Exercise objective> Reproduce the material word for word, from its first line through the line containing "negative clicks: (93, 242)".

+++ Information given

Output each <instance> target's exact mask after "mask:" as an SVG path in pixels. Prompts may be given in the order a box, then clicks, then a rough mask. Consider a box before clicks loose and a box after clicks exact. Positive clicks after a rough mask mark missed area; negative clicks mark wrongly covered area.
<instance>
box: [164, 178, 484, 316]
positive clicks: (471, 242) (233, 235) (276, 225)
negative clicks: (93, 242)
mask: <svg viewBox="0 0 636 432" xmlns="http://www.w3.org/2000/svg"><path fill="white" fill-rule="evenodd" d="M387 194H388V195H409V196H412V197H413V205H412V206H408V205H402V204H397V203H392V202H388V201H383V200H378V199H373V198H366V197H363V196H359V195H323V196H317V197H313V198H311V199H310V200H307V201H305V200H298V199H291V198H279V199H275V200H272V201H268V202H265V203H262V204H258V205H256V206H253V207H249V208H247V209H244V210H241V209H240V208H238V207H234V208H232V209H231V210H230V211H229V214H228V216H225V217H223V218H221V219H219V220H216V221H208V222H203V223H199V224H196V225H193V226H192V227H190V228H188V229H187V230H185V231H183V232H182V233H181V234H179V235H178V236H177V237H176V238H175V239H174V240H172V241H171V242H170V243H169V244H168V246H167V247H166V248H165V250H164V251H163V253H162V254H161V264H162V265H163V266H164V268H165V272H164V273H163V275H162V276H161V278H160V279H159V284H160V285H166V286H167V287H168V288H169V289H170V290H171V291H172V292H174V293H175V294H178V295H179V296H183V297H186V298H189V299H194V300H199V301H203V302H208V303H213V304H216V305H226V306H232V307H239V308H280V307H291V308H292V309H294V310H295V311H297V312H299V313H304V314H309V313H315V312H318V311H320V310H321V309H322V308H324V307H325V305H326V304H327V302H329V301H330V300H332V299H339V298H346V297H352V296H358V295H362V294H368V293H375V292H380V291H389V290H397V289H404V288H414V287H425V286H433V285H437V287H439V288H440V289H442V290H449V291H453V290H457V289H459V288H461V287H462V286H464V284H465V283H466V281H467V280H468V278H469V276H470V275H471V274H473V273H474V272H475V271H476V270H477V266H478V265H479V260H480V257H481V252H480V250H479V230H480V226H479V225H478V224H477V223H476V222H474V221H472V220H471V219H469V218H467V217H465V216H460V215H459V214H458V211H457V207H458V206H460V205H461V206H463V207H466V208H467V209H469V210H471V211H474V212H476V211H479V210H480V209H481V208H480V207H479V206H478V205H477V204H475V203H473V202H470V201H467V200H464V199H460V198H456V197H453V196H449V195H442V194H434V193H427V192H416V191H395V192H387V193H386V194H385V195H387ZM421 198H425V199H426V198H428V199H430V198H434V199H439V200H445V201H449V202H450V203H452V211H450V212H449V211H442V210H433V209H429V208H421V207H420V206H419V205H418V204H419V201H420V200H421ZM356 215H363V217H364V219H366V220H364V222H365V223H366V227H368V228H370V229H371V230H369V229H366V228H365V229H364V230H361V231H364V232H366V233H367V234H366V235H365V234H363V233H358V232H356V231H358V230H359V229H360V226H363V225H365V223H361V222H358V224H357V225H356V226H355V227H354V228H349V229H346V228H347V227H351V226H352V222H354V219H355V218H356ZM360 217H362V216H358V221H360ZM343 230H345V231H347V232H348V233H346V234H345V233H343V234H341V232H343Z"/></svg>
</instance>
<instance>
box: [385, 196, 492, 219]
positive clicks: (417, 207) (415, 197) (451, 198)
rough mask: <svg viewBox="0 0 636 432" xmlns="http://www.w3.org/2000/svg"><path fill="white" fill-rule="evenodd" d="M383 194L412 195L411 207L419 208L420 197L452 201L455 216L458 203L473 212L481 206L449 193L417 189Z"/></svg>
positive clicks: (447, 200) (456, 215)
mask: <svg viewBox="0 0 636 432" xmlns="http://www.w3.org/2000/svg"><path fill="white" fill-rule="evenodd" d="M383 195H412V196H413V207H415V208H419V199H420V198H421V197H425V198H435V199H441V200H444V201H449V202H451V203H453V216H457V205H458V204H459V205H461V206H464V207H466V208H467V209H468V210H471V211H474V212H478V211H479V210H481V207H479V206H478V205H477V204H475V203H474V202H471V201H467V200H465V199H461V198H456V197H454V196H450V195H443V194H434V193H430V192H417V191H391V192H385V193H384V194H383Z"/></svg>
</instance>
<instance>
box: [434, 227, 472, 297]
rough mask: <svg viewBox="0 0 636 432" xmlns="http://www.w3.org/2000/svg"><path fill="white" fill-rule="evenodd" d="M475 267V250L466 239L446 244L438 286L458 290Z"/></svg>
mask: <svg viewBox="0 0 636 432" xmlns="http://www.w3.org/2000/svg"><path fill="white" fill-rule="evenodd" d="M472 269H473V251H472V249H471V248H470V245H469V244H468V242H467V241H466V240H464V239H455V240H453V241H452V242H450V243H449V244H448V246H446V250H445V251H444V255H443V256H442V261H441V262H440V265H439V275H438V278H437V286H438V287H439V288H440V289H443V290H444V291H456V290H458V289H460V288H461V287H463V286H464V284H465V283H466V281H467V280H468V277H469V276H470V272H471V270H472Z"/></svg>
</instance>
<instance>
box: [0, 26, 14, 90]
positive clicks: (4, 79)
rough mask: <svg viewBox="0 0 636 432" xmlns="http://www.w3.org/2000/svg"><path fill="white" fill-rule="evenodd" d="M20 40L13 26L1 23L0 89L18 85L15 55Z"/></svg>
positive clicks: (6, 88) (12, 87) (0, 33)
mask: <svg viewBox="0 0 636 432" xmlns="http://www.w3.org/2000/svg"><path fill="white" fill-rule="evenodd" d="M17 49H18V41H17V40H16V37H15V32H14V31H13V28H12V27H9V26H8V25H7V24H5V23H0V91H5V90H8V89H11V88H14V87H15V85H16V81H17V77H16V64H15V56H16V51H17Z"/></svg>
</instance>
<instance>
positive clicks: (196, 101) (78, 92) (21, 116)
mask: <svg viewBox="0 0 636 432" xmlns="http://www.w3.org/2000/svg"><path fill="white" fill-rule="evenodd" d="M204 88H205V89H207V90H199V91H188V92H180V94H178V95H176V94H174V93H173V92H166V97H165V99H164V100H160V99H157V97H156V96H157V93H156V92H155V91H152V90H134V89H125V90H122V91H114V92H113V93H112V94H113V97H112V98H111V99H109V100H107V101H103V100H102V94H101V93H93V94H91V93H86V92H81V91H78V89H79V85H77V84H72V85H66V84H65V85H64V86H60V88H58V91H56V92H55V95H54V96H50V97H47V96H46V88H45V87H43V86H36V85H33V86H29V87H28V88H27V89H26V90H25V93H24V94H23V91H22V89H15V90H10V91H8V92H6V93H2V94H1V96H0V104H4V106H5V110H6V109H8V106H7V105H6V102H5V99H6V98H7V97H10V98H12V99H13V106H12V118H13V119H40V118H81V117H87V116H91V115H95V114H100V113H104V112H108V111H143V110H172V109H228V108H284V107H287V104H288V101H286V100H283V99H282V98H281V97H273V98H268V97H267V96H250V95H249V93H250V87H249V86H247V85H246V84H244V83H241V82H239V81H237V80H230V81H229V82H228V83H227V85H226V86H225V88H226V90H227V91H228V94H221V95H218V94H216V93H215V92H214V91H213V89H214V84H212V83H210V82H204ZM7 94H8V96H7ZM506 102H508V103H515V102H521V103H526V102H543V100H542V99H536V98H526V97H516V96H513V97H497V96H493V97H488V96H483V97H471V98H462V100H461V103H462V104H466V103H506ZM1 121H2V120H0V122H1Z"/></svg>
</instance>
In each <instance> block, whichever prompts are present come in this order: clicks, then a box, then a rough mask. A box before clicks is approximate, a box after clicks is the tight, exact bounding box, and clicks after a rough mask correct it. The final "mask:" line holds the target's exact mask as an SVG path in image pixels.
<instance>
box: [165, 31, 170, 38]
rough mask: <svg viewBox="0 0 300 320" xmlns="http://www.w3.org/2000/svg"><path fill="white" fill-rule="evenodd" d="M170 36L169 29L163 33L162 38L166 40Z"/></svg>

++++++

Written response>
Output each <instance> target's exact mask after "mask:" as an SVG path in pixels. Prompts may be given in the order a box, then clicks, then a rough mask. Consider a box before clicks loose and a box after clicks exact. Positive clicks after a rough mask mark missed area; negative clicks mark wrongly covered area.
<instance>
box: [164, 178, 484, 316]
positive clicks: (471, 242) (233, 235) (276, 225)
negative clicks: (93, 242)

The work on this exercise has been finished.